Selected text ▸
---------------

Modern Monetary Theory (MMT), which claims that a country issuing debt denominated in its own currency can finance a large amount of government spending by issuing debt or printing money without worrying much about a debt crisis or high inflation rates, has grown in popularity on the political left in recent years. But it has failed to gain much support in the economics profession. That is largely due, in my view, to problems with the theory. But the poor defense routinely offered by its more prominent advocates also contributes. James K. Galbraith’s recent article serves to illustrate.
“As anyone who has ever been responsible for legislative oversight of central bankers knows,” Galbraith begins, “they do not like to have their authority challenged. Most of all, they will defend their mystique – that magical aura that hovers over their words, shrouding a slushy mix of banality and baloney in a mist of power and jargon.” Their negative reactions to MMT can be dismissed, he implies, as self-serving efforts to maintain control. After all, MMT represents what central bankers fear: a “popular, accessible, and democratic” theory.
No doubt central bankers are put off by challenges from outsiders. But it does not follow that their arguments should be dismissed out of hand. Central bankers do not have superpowers. They are not super-intelligent. Their policies should be open to critical assessment. But the fact that central bankers err does not mean MMT is correct.
Galbraith pays too much attention to central bankers’ behavior and too little to their arguments. A criticism of central banking, as currently practiced, is not a defense of MMT.
Nor need their opposition reflect a disdain for a “popular, accessible, and democratic” theory. It seems at least as likely that they are concerned with the potential downsides of MMT-inspired policies, as suggested by standard economic theory and history.
Much the same could be said about his suggestion that MMT is dismissed because “two leading advocates of MMT are women.” Is it so difficult to offer a substantive defense of MMT that one must first attempt to dismiss the opposition out of hand without ever considering their arguments? Apparently so.

---------------

Records supplied ▸

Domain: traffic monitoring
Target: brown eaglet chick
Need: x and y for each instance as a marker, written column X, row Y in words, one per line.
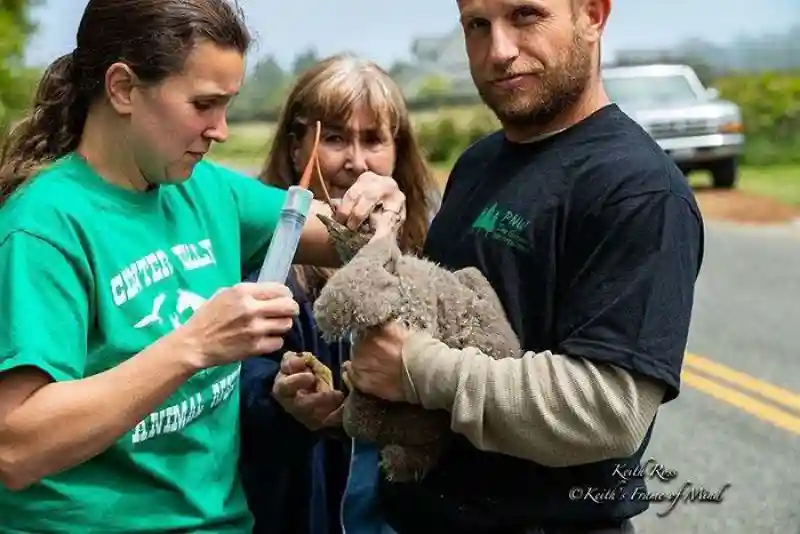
column 380, row 284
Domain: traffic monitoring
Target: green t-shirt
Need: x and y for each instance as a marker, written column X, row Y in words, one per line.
column 91, row 274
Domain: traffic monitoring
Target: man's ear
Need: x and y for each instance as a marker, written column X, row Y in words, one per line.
column 592, row 18
column 120, row 84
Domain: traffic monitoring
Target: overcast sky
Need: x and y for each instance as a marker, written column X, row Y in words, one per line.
column 382, row 30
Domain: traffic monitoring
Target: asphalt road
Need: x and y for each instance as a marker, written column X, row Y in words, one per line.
column 737, row 424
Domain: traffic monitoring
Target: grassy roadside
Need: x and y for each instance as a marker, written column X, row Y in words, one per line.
column 779, row 182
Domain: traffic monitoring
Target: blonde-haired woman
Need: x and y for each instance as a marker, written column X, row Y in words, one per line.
column 295, row 462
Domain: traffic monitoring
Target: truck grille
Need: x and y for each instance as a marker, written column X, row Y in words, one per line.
column 682, row 128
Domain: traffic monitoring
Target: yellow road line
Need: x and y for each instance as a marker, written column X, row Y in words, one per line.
column 744, row 381
column 745, row 403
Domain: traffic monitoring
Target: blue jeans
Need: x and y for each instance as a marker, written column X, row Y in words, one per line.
column 360, row 507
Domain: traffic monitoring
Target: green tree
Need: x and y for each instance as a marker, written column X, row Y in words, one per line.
column 304, row 60
column 434, row 86
column 16, row 82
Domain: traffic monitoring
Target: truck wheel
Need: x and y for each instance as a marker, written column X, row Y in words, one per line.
column 724, row 173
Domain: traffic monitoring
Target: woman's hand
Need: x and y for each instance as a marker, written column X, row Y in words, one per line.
column 240, row 321
column 296, row 390
column 375, row 198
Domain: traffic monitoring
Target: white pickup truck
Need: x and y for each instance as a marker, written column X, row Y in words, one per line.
column 690, row 122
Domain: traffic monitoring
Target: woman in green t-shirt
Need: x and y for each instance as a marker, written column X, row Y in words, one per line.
column 121, row 251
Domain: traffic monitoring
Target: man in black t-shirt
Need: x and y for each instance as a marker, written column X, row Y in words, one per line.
column 593, row 241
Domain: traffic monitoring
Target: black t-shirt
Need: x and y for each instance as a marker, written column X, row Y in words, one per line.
column 593, row 241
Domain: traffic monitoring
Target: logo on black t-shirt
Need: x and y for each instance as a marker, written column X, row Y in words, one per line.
column 503, row 225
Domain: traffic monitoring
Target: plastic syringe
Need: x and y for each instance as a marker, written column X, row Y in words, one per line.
column 283, row 246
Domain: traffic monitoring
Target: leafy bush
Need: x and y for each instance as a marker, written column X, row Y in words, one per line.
column 770, row 104
column 444, row 138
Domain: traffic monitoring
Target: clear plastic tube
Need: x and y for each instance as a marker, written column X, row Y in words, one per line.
column 283, row 246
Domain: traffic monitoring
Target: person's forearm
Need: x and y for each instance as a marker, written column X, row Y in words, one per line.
column 315, row 247
column 63, row 424
column 548, row 408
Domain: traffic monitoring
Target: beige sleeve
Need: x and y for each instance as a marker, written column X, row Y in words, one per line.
column 552, row 409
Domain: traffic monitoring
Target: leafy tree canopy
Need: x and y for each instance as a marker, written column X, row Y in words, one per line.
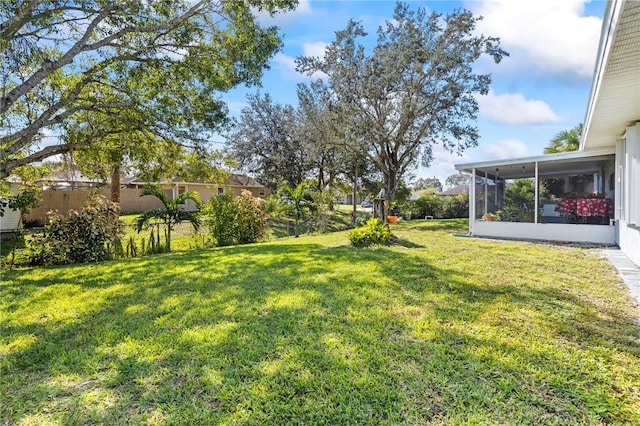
column 423, row 183
column 68, row 66
column 415, row 88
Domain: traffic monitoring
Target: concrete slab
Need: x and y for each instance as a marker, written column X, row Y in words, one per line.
column 629, row 271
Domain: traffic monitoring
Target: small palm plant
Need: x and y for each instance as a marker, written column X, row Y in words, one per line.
column 172, row 212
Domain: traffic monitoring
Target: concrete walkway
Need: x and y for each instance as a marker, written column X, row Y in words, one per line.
column 629, row 271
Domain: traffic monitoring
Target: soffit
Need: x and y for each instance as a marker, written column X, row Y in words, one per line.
column 617, row 100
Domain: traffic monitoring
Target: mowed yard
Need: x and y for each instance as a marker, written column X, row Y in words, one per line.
column 435, row 329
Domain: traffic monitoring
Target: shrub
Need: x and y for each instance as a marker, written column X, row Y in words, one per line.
column 239, row 220
column 373, row 232
column 81, row 236
column 251, row 218
column 219, row 216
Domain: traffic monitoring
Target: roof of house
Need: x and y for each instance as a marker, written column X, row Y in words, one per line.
column 614, row 102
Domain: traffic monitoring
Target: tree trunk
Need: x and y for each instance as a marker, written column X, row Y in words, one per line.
column 115, row 184
column 392, row 186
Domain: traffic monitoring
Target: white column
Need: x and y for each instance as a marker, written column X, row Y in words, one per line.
column 472, row 201
column 486, row 187
column 536, row 181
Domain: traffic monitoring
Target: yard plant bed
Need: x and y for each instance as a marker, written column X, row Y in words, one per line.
column 434, row 329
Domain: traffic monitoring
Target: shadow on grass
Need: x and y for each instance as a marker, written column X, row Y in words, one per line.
column 303, row 333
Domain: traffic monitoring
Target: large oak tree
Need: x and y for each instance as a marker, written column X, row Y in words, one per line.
column 72, row 65
column 415, row 89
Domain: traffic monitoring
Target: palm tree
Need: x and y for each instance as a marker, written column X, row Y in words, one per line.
column 172, row 213
column 298, row 203
column 564, row 141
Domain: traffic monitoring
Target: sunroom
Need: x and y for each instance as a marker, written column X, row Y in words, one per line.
column 555, row 197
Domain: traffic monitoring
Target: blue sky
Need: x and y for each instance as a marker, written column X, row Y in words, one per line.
column 542, row 88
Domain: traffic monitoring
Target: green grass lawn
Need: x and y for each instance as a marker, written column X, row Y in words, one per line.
column 436, row 329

---------------

Task description ▸
Could you continue the critique of Galbraith's defense of Modern Monetary Theory, picking up after "Apparently so."?

Result of this task ▸
The closest Galbraith comes to offering an actual argument for MMT is a brief remark about the “spring of the year 2020, when in the face of the COVID-19 collapse, the United States disbursed $2.2 trillion in fresh money to the public to enable people to spend more, thereby raising output and employment. The US economy did not have a great year in 2020,” he writes, “but it did not experience runaway inflation.”
He’s right, so far as it goes. The government spent a lot of money in a short period of time and inflation expectations remained below two percent. But that doesn’t tell us much about how such a policy would work in normal times. And the supposed evidence offered in support of MMT is also consistent with the standard view. To the extent that the fear of pandemic and government lockdown orders slowed spending, good old-fashioned monetary theory explains the observed low inflation rate in 2020.
A proper defense of MMT would not cast about for reasons to dismiss standard arguments out of hand; it would not rely on historical outliers; and it would not suggest MMT is the only possible explanation when standard monetary theory can also account for the event.
The rise of MMT on the political left will no doubt continue. It is politically expedient. It provides a justification for spending. Political expediency does not imply theoretical soundness, however. And defenses along the lines offered by Galbraith do little to assuage very real concerns.